## PARTS OF THE EXERCISE
A. From the Kaboye Alludu article, output the stretch from "Kaboye Alludu ( Would" through "27 March 1987.".
B. According to the Kaboye Alludu article, on what date was the film released?
C. Resume the Kaboye Alludu article from the point where it stops.
-- Begin SELECTED EXCERPT --
Kaboye Alludu ( Would be Son-in-law) is a 1987 Telugu-language comedy film, produced by M. Chandra Kumar under the P.V.S. Films banner and directed by Relangi Narasimha Rao. It stars Rajendra Prasad, Chandra Mohan, Shantipriya, Kalpana  and music composed by Chakravarthy. It was released on 27 March 1987.

Plot
The film begins on an avaricious couple Govinda Rao (Gollapudi Maruthi Rao) & Meenakshi (Y. Vijaya). They aspire to possess the vast sum of dowry for the son Prasad (Rajendra Prasad) and knit a rich alliance to daughter Rekha (Shantipriya) without a dowry. However, Prasad is against dowry who falls for a beautiful girl Saroja (Kalpana) with the same intentions. So, Govinda Rao silently acquires 10 lakhs of dowry from Saroja's father (Suthi Veerabhadra Rao). Before long, truth outs when Prasad & Saroja feud to recover the dowry amount. Meanwhile, Govinda Rao finds a guy Rajesh for Rekha, son of a jet-set Peddapuram Siddhaiah (Kota Srinivasa Rao). Right now, Govinda Rao finalizes the match, during, Siddhaiah is about to leave for a foreign trip, so, he informs his son through a letter to halt at Govinda Rao's residence until his return. Besides, the story shifts on two petty thieves, Rambabu (Chandra Mohan) & his friend (Suthi Velu)  fortuitously, the letter is uncovered by them. At present, the tricksters land therein and utilize the fortune, yet, Rambabu truly loves Rekha. After 3 months, Siddhaiah backs necks them out when Rekha is pregnant, cognizing it, Siddhaiah calls off the match. Thereupon, the elders decide to couple up Rekha with Rambabu when he seeks 2 lakhs of dowry and Govinda Rao is unable to raise the fund. Eventually, Rambabu follows with another nuptial when Govinda Rao realizes his mistake and collapses. At last, Prasad & Rambabu affirms it as a play to reform them against the dowry system. Finally, the movie ends on a happy note with the marriage of Rambabu & Rekha.
-- End SELECTED EXCERPT --
-- Begin DATA LISTING --
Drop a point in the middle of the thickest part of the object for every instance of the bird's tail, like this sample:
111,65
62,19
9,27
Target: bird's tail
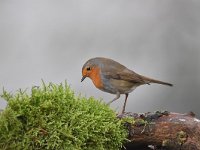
150,80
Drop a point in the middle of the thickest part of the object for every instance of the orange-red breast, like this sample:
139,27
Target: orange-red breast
112,77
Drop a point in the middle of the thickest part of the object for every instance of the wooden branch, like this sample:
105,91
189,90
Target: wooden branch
163,130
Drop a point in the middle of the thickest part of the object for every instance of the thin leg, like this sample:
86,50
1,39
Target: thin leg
117,97
124,107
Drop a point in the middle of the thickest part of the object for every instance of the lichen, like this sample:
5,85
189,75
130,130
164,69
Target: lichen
181,137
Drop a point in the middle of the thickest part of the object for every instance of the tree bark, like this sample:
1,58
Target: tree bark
163,130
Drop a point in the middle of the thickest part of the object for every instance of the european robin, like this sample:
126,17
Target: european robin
113,77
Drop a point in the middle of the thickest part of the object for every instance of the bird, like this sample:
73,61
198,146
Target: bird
110,76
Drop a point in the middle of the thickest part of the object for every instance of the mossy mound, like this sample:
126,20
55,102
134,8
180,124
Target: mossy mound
52,117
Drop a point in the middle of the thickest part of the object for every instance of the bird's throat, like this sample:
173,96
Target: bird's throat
95,76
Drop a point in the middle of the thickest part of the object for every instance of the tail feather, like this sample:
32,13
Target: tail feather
150,80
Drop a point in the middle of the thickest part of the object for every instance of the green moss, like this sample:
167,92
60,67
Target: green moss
52,117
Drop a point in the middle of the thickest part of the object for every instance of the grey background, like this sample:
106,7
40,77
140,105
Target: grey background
51,40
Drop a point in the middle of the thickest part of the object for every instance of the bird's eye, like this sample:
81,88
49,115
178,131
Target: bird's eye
88,68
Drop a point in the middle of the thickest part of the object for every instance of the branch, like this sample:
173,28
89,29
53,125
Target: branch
163,130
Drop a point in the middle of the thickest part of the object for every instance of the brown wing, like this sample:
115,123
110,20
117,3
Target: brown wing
126,75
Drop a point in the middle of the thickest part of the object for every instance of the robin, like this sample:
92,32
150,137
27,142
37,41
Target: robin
113,77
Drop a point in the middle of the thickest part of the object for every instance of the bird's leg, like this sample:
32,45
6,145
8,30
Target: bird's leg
117,97
124,107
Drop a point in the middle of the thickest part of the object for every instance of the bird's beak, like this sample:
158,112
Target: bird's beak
83,78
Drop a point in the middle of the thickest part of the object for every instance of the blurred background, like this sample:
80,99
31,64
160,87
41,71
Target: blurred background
51,40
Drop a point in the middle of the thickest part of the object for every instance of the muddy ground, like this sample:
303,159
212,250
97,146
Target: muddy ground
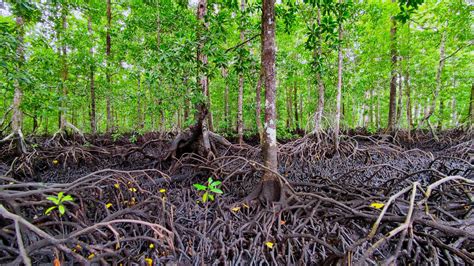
378,200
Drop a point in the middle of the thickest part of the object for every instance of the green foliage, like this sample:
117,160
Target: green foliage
210,189
58,202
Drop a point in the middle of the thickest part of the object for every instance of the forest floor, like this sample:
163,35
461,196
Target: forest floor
378,200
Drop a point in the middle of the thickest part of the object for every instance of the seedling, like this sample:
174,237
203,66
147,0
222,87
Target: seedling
210,190
58,202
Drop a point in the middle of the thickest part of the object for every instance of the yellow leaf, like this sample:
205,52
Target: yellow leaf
149,261
269,244
377,205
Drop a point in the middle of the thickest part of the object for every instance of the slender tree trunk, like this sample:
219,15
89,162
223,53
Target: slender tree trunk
289,120
240,123
339,89
295,105
454,115
400,99
258,109
17,116
271,186
318,116
202,75
93,122
225,74
393,81
107,70
186,100
471,107
139,103
64,71
431,108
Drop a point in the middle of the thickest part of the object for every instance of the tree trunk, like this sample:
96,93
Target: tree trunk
431,108
400,99
240,123
270,188
93,122
107,70
295,105
64,71
393,81
17,116
339,88
202,75
258,109
471,107
318,116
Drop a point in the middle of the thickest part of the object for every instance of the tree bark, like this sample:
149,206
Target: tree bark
339,88
17,116
393,80
295,105
93,122
318,116
202,75
225,74
109,122
240,123
258,109
64,71
471,107
270,184
431,108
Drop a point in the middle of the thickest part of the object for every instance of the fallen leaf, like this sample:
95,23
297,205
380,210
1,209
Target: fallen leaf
377,205
269,244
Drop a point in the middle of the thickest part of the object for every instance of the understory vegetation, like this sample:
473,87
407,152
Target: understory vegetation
236,132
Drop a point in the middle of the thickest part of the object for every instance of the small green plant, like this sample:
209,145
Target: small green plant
209,190
58,202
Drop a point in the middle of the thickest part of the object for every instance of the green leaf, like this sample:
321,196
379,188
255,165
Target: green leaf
62,210
216,190
50,209
53,199
200,187
216,183
67,198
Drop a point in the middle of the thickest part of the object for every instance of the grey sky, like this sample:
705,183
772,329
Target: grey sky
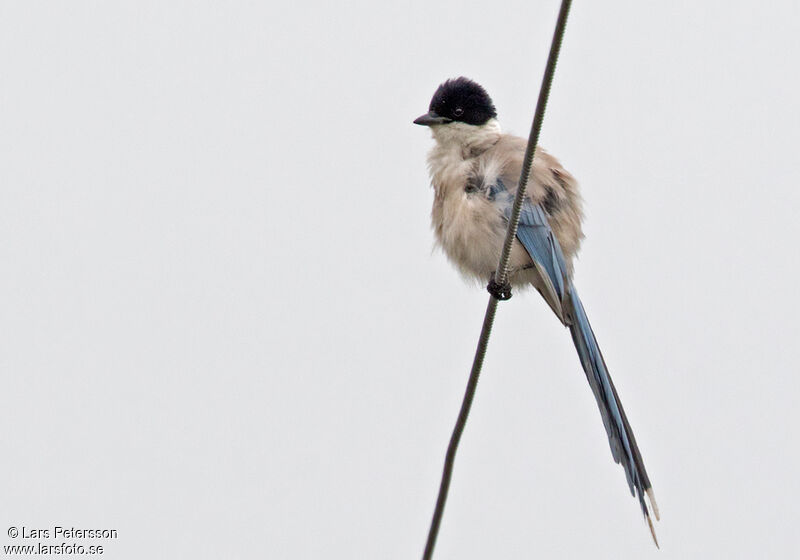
224,333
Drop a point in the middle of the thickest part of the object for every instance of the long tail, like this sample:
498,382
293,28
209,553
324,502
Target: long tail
620,434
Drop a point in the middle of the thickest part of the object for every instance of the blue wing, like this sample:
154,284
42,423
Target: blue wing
537,237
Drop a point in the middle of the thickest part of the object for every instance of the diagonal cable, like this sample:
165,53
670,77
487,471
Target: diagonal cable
500,279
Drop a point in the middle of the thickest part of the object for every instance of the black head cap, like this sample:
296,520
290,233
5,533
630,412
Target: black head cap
463,100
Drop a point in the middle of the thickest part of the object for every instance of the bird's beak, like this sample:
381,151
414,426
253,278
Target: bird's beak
430,118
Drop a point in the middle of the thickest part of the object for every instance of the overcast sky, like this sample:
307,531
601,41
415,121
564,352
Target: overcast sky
224,332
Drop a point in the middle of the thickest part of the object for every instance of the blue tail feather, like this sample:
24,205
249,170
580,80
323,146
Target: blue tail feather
620,436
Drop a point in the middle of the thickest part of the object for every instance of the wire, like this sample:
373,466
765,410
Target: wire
500,278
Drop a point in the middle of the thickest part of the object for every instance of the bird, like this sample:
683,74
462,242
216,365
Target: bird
474,168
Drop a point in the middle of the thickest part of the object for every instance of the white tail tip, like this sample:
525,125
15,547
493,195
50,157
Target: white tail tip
652,530
653,504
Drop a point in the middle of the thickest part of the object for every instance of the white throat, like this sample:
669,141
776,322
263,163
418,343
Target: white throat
467,137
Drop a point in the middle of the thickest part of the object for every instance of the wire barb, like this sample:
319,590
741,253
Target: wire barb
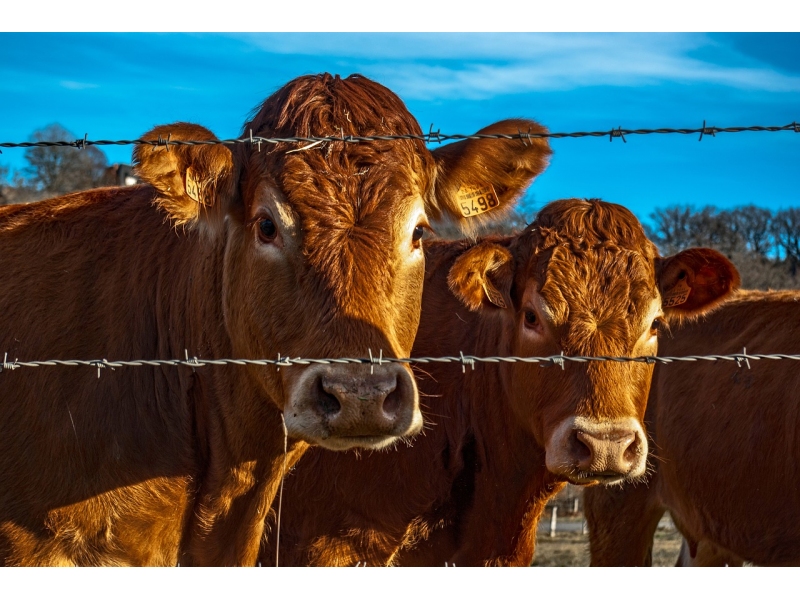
743,359
617,133
712,131
466,360
431,134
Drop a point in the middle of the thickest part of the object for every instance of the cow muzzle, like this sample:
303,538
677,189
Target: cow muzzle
347,406
587,450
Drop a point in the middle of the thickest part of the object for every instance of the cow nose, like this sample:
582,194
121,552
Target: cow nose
612,452
348,406
376,394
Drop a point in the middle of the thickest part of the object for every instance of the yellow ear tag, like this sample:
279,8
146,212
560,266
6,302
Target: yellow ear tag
677,295
192,186
475,200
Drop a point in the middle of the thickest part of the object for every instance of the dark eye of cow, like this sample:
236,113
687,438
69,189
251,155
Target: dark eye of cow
658,326
267,229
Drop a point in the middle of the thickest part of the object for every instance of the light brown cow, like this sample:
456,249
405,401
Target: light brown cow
502,439
725,458
245,252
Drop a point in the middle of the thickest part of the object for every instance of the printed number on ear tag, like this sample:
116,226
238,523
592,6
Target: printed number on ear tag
476,199
192,186
677,295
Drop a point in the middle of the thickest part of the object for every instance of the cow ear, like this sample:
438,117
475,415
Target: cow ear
695,281
482,276
479,181
192,182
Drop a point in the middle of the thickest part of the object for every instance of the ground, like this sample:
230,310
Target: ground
570,547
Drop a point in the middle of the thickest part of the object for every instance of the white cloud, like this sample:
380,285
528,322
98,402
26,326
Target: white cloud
437,66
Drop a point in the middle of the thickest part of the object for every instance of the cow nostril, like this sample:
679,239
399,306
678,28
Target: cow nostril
328,403
580,450
392,403
631,453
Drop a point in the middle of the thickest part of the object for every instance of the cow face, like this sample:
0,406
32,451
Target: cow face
322,243
583,280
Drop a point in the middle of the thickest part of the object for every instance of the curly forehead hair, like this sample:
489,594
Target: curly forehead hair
345,194
591,260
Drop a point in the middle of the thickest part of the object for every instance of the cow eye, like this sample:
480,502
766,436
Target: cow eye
267,230
658,326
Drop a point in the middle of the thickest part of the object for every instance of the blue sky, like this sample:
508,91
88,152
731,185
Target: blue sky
118,85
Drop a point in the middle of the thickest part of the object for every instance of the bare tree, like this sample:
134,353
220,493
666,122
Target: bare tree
53,171
786,229
754,225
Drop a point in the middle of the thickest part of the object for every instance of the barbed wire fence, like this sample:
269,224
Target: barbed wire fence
741,359
428,138
431,137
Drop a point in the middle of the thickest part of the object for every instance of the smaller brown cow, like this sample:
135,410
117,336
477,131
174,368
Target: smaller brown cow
-- End DATA LISTING --
## WRITTEN RESPONSES
A.
Kaboye Alludu ( Would be Son-in-law) is a 1987 Telugu-language comedy film, produced by M. Chandra Kumar under the P.V.S. Films banner and directed by Relangi Narasimha Rao. It stars Rajendra Prasad, Chandra Mohan, Shantipriya, Kalpana  and music composed by Chakravarthy. It was released on 27 March 1987.

B. 27 March 1987

C.
Cast
Rajendra Prasad as Prasad
Chandra Mohan as Rambabu / Rajesh 
Shantipriya as Rekha
Kalpana as Saroja
Gollapudi Maruthi Rao as Govinda Rao
Suthi Veerabhadra Rao
Suthi Velu
Kota Srinivasa Rao as Peddapuram Siddhaiah
Raavi Kondala Rao as Manager Venkateswara Rao
Kaasi Viswanath as Maddelapalem Madana Gopala Manmadha Rao
KK Sarma
Chidatala Appa Rao as Compounder Appa Rao
Rama Prabha as Chandramma
Anuradha as item number
Y. Vijaya as Meenakshi

Soundtrack

Soundtrack composed by K. Chakravarthy was released through AVM Audio music label. Lyrics were written by C. Narayana Reddy and Sirivennela Seetharama Sastry.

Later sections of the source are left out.